• **EXERCISE REQUIREMENTS**:
Show all lines below holding the string "shadow".

• **INPUT DATA**:
________________________________________

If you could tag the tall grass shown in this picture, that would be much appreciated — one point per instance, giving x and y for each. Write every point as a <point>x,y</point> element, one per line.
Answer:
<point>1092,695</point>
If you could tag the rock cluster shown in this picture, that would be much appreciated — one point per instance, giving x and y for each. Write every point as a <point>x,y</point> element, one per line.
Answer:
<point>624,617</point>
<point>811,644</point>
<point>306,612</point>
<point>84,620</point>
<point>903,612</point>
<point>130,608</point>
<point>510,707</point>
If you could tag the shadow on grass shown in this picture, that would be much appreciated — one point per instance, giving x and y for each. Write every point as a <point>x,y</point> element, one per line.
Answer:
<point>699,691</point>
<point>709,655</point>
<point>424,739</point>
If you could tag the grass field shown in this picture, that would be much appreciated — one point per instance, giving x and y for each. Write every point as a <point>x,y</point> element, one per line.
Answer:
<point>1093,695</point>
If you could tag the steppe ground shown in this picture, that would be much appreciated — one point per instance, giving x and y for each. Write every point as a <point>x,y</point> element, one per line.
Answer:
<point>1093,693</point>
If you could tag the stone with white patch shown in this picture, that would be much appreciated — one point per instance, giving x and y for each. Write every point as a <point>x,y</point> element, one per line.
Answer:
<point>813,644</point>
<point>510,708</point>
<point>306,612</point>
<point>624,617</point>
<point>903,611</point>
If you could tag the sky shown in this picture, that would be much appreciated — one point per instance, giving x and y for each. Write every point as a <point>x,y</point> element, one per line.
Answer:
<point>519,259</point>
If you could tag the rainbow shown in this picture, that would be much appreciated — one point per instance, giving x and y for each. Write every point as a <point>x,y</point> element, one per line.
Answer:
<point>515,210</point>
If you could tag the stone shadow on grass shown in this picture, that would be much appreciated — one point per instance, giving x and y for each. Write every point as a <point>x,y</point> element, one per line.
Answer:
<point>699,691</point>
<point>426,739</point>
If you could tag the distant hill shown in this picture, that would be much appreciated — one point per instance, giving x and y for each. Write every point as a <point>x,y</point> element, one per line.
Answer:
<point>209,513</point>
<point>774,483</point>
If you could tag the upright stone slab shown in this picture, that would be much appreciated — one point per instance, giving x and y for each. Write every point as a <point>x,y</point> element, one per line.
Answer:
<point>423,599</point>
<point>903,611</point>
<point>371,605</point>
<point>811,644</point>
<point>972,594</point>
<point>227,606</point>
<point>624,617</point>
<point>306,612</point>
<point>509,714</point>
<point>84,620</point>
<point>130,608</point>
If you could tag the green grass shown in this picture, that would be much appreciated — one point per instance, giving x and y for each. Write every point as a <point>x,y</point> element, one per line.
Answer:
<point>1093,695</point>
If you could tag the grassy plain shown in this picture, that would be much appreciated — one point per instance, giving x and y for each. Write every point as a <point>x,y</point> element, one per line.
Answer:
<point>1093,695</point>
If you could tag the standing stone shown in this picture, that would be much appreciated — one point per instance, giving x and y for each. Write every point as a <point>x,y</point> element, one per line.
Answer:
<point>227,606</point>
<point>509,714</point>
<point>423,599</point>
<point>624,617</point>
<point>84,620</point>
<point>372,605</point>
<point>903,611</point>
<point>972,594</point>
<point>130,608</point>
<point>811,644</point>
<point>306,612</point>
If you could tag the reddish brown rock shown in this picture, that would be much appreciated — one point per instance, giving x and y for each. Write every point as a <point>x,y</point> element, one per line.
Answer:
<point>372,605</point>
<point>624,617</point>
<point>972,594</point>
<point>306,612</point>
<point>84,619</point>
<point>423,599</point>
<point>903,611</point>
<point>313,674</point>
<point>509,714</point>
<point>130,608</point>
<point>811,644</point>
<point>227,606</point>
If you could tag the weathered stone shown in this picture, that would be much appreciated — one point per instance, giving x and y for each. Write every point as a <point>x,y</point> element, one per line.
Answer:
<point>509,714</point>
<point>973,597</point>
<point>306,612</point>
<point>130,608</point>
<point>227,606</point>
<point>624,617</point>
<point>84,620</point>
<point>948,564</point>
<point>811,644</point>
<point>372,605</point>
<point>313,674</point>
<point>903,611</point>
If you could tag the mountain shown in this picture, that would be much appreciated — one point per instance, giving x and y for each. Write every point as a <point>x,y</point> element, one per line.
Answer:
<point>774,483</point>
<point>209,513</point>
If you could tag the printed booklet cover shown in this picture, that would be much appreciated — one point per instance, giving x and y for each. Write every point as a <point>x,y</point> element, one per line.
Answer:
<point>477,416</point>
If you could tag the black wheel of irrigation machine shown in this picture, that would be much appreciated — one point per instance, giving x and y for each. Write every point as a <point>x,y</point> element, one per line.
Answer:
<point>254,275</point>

________________________________________

• **SOLUTION TO THIS PROBLEM**:
If you could tag the shadow on grass shown in this picture, that would be much appreciated — one point per instance, giving x and y for each. Write every point as a <point>x,y</point> element, one per line.
If you could tag the stone shadow on grass shown in this picture, that would be much appreciated — one point per instance, giving x and y for each. Write every point as a <point>x,y</point> element, one per line.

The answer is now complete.